- _Exercise_: Nothing but an exact reproduction of the records, pictures excluded, should be returned.

[Referring expression data]
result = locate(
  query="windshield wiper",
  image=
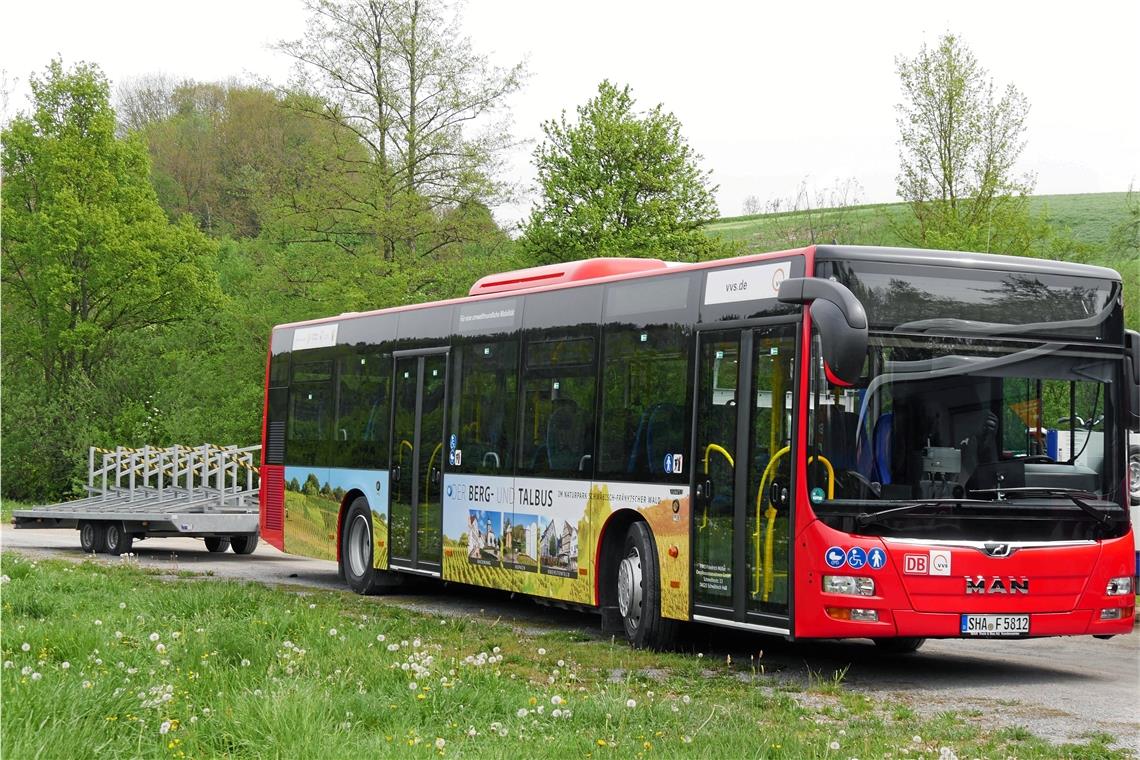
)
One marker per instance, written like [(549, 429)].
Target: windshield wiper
[(868, 517), (1076, 496)]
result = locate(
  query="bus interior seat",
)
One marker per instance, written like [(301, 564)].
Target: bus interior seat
[(873, 459), (564, 434), (659, 432)]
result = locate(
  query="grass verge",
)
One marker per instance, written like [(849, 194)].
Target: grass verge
[(113, 661)]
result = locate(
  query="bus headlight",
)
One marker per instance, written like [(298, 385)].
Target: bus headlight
[(1118, 586), (848, 585)]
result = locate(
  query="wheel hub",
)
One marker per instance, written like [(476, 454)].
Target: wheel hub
[(629, 587), (359, 540)]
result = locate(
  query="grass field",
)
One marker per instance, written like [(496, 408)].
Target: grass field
[(1089, 218), (105, 660)]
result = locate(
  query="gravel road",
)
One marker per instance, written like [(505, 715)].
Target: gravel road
[(1059, 688)]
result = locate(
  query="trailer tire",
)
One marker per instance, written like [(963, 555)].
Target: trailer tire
[(117, 540), (217, 544), (244, 544), (638, 591), (92, 537), (357, 563)]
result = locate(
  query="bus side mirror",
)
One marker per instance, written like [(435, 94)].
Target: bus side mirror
[(841, 323), (1132, 380)]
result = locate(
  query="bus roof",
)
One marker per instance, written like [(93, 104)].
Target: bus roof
[(593, 271)]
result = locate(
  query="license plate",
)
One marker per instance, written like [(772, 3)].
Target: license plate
[(995, 626)]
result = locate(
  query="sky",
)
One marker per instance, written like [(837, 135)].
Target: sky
[(771, 95)]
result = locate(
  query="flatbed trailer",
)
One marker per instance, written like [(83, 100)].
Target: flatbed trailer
[(203, 491)]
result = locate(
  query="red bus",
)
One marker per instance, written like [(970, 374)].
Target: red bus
[(825, 442)]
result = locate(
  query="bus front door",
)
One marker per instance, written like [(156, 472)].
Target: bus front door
[(416, 462), (742, 476)]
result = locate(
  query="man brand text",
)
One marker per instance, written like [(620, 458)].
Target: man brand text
[(979, 585)]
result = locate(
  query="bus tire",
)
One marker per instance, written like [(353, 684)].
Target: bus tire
[(356, 561), (638, 591), (900, 645), (217, 544), (244, 544), (117, 540), (92, 537)]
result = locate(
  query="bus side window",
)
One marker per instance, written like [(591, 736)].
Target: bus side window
[(310, 413), (559, 394), (644, 387), (361, 414), (483, 407)]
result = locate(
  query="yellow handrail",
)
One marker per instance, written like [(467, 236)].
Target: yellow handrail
[(724, 452), (770, 528), (431, 460)]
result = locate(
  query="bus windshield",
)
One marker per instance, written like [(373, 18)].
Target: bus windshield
[(971, 439)]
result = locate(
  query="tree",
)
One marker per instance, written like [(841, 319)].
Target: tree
[(88, 254), (92, 275), (618, 182), (958, 147), (398, 75)]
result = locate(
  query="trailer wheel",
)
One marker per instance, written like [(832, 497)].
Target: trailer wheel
[(638, 593), (217, 544), (243, 544), (356, 555), (117, 540), (92, 537), (901, 645)]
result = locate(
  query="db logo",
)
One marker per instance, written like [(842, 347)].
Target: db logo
[(917, 564)]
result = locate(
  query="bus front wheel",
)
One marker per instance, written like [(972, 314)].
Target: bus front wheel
[(638, 591)]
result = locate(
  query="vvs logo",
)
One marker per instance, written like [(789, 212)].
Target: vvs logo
[(980, 585)]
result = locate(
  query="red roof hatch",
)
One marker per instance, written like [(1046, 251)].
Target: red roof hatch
[(571, 271)]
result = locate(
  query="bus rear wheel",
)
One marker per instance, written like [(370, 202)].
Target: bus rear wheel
[(356, 554), (638, 591)]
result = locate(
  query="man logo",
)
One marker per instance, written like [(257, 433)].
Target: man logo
[(979, 585)]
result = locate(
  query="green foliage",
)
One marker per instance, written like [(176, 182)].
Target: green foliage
[(617, 182), (92, 276), (958, 148)]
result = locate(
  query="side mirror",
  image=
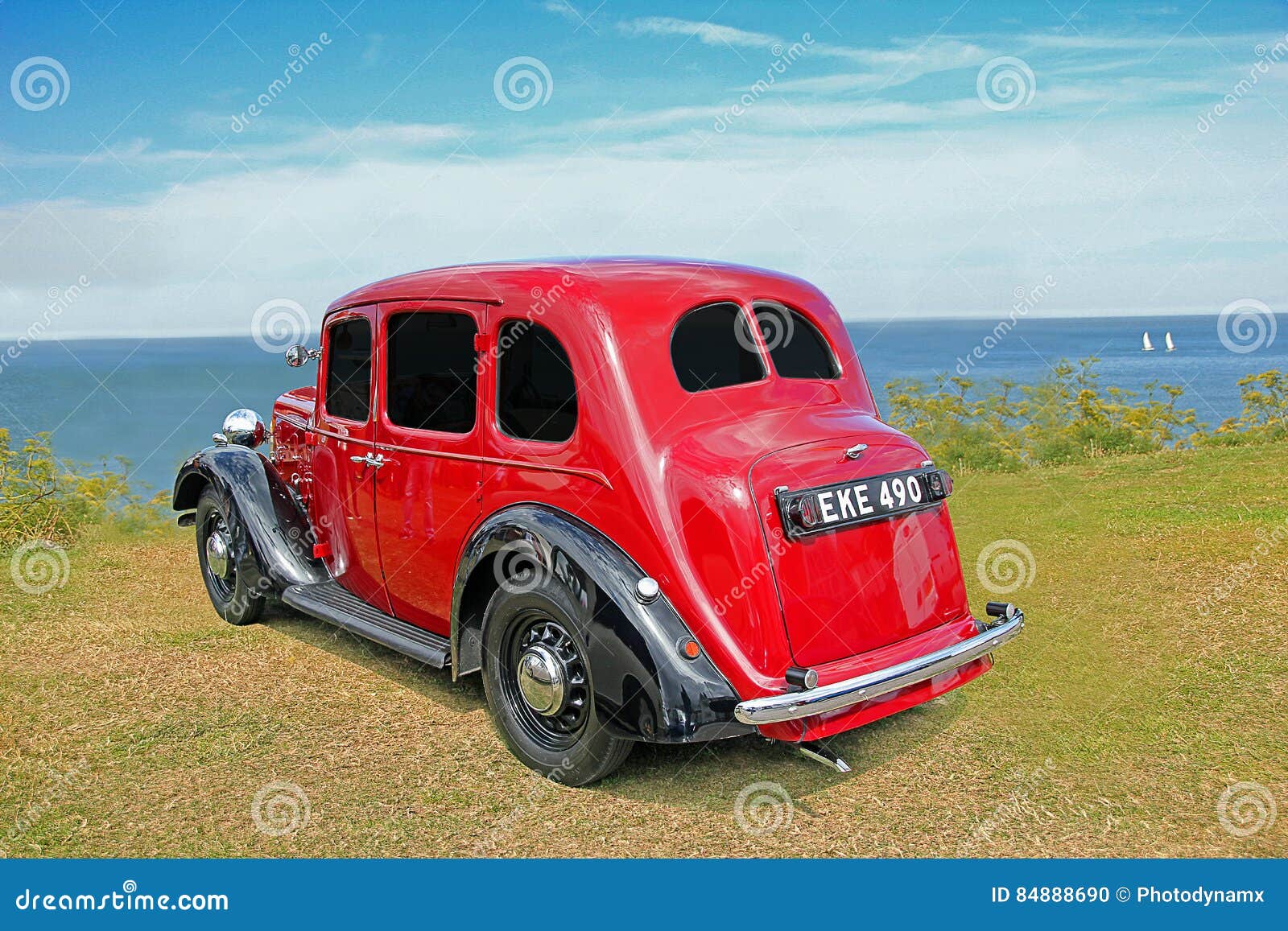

- _Result for this exercise_:
result = locate(
  query="windshield wiper",
  image=
)
One marker per instance, written like [(549, 429)].
Target: windshield wiper
[(868, 517), (1076, 496)]
result = locate(
  query="bus interior seat",
)
One marker per instance, written like [(301, 564)].
Target: bus interior seat
[(873, 459), (564, 434), (659, 432)]
result = locate(
  query="grass verge",
)
One marker per instance, written like [(849, 194)].
Target: grass verge
[(113, 661)]
result = locate(
  query="bus headlight",
)
One marker per instance, written like [(298, 385)].
Target: bus headlight
[(1118, 586), (848, 585)]
result = locate(
  query="wheel hub",
)
One marker per instance, written like [(476, 454)].
Target: wheel hub
[(629, 587), (359, 540)]
result = locate(
  query="grass field",
)
One marker per instance, written like [(496, 408)].
Target: grass field
[(1089, 218), (105, 660)]
result = locate(
  query="gravel road",
)
One marker per instance, written like [(505, 715)].
Target: gravel road
[(1059, 688)]
result = locate(
  query="trailer tire",
)
One marker per instance, written like [(963, 555)].
Target: trailer tire
[(117, 540), (217, 544), (244, 544), (638, 591), (92, 537), (357, 563)]
result = locate(
  query="bus side mirror",
)
One marker per instance, written like [(435, 94)].
Target: bus side mirror
[(841, 323), (1132, 380)]
result = locate(
  query="bus roof",
)
One marker per instance, written like [(93, 104)].
Target: bus roof
[(593, 271)]
result = locate(
  query="license plate",
)
One marker per instance, written like [(772, 3)].
Target: license plate
[(995, 626)]
result = locate(
  query="sky",
)
One marker per instance, written like [(837, 135)].
Target: sky
[(771, 95)]
result = locate(
  query="flatbed trailer",
)
One marker per instance, written like [(83, 100)].
Target: flatbed trailer
[(203, 491)]
result = locate(
  query="red bus",
)
One marker per instance, written like [(970, 374)].
Target: red bus
[(825, 442)]
result = locate(
  query="bus front door",
)
One marker per instance, written like [(156, 472)].
Target: bus front door
[(416, 462), (742, 476)]
result = locate(
  query="man brand text",
)
One marker per instance, written like [(620, 458)].
Target: man brand text
[(979, 585)]
result = locate(
  query="bus tire",
)
One marker per instance, written like [(353, 684)].
Target: bus tire
[(356, 561), (638, 591), (900, 645), (217, 544), (244, 544), (117, 540), (92, 537)]
result = locate(
  query="bus side window",
)
One marker per instance, written like [(591, 736)].
Target: bus side window
[(310, 413), (559, 394), (644, 387), (361, 414), (483, 407)]
result = locate(
  query="yellow handrail",
)
One marker per instance, written like [(467, 236)].
Target: yellow handrail
[(724, 452), (770, 528), (431, 460)]
result = locate(
  query="bus windshield",
)
One marker per instance, written like [(373, 18)].
Target: bus windshield
[(971, 439)]
result = locate(
  query="tree",
)
One marker per instance, written like [(841, 319)].
Target: tree
[(88, 254), (92, 275), (618, 182), (958, 147), (398, 75)]
result = locate(
  query="trailer wheel",
)
One marker per instance, written like [(832, 497)].
Target: trailer wheel
[(638, 593), (217, 544), (243, 544), (356, 555), (117, 540), (92, 537), (901, 645)]
result = locate(
  query="db logo",
)
One marker per instance, written like [(842, 347)].
Target: db logo
[(917, 564)]
result = locate(
  query="bus front wheel",
)
One marker per instance, written like [(972, 314)].
Target: bus front wheel
[(638, 591)]
result = locate(
  query="vvs logo",
)
One marker per instance, written like [(789, 212)].
Target: vvs logo
[(980, 585)]
result = locate(
  query="red roof hatch",
)
One marker per instance, written like [(1046, 251)].
Target: red roof hatch
[(571, 271)]
result = locate(
  query="bus rear wheel",
)
One marker per instance, written like [(370, 202)].
Target: bus rear wheel
[(356, 554), (638, 591)]
result = locate(
  query="man logo",
)
One marker per instance, written like [(257, 433)].
Target: man logo
[(979, 585)]
result = locate(
  query="green foliage",
)
One marker per instance, written like [(176, 182)].
Target: green foliage
[(617, 182), (92, 276), (958, 148)]
result = locate(
  query="side mirror",
  image=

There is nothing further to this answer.